Excerpted text
Breast Cancer :: Tumor free breast tissue can have precancerous changes

A new study using mastectomy tissue shows that precancerous changes can occur in normal-appearing areas of the breast as distant as two inches from a tumor’s edge. The findings, while preliminary, might have important implications for identifying breast-cancer patients at high risk of a second tumor in the same breast.

Researchers looked for ? and found ? a chemical change called DNA methylation in healthy tissue adjacent to breast tumors.

They measured this chemical change in a gene that often becomes highly methylated in breast cancer. The gene, called RASSF1A, is a tumor-suppressor gene. Tumor-suppressor genes normally protect cells from becoming cancerous, but the gradual silencing of these genes by abnormal methylation is thought to be an early change in cancer development.

In addition, the study identified three other genes that were abnormally methylated in both tumor and normal tissues.

The study, led by researchers at the Ohio State University Comprehensive Cancer Center ? James Cancer Hospital and Solove Research Institute and at H. Lee Moffitt Cancer Center and Research Institute, is published in a recent issue of the journal Clinical Cancer Research.

“This is evidence that DNA methylation is a very early event in tumor development, and that genes that are methylated might serve as useful markers for early cancer detection and diagnosis,” says principal investigator Tim H-M. Huang, professor of molecular virology, immunology and medical genetics with Ohio State’s Comprehensive Cancer Center.

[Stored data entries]
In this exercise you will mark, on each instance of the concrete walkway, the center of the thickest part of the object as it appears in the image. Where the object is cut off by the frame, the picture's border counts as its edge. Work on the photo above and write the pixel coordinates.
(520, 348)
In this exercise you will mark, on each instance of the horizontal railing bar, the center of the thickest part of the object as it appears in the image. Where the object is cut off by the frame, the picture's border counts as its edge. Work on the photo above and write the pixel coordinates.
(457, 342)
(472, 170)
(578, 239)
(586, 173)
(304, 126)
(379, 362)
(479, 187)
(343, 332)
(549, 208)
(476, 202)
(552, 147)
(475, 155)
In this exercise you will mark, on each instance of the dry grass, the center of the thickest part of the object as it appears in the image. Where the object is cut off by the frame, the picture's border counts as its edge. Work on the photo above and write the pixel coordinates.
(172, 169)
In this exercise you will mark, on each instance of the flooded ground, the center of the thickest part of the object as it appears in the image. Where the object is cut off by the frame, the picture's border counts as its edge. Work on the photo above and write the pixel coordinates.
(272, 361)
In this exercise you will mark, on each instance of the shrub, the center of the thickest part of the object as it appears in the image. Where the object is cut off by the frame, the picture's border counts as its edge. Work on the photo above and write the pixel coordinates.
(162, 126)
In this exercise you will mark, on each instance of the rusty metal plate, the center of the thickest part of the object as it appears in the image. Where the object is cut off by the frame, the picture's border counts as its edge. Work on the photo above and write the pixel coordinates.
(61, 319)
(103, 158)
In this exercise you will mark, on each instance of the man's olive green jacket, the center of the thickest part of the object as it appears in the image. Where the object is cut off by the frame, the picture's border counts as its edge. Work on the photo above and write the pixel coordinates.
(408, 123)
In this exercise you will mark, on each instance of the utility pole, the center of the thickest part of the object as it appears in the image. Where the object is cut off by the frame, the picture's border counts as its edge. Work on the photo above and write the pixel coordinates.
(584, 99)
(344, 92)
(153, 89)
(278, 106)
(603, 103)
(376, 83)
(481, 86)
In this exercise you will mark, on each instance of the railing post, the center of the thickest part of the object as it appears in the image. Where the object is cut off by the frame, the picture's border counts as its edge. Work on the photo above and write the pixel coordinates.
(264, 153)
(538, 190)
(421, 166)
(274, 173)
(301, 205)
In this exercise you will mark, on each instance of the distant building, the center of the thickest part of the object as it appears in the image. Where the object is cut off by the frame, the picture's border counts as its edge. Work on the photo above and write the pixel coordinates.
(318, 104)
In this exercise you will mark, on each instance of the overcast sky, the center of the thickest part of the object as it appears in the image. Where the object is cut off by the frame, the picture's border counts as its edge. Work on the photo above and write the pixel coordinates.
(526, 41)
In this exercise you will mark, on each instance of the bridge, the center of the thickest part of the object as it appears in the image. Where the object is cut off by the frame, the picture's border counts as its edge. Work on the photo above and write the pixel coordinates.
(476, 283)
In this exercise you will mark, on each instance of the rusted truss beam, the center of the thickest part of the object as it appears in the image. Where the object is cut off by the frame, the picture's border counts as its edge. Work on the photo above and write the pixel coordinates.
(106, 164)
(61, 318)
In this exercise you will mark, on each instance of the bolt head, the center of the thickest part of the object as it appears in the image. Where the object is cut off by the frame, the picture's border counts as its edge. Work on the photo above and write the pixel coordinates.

What is required
Resume the text on precancerous changes in tumor-free breast tissue, picking up right after Huang's quoted statement.

Result below
“Our study might also help explain why, in the absence of radiation therapy, breast cancer often recurs near the site of the original tumor following a lumpectomy,” says first author Pearlly S. Yan, research assistant professor of molecular virology, immunology and medical genetics and a researcher and a researcher in Huang’s laboratory. Lumpectomy is a surgical procedure in which only the tumor tissue is removed.

If the findings are verified in more patients, they might lead to a prognostic test that could help doctors estimate a woman’s risk of cancer recurring near the surgical site.

Evidence began emerging 10 years ago that the healthy tissue adjacent to breast tumors may show precancerous changes, but the means to study the question comprehensively were not available until recently.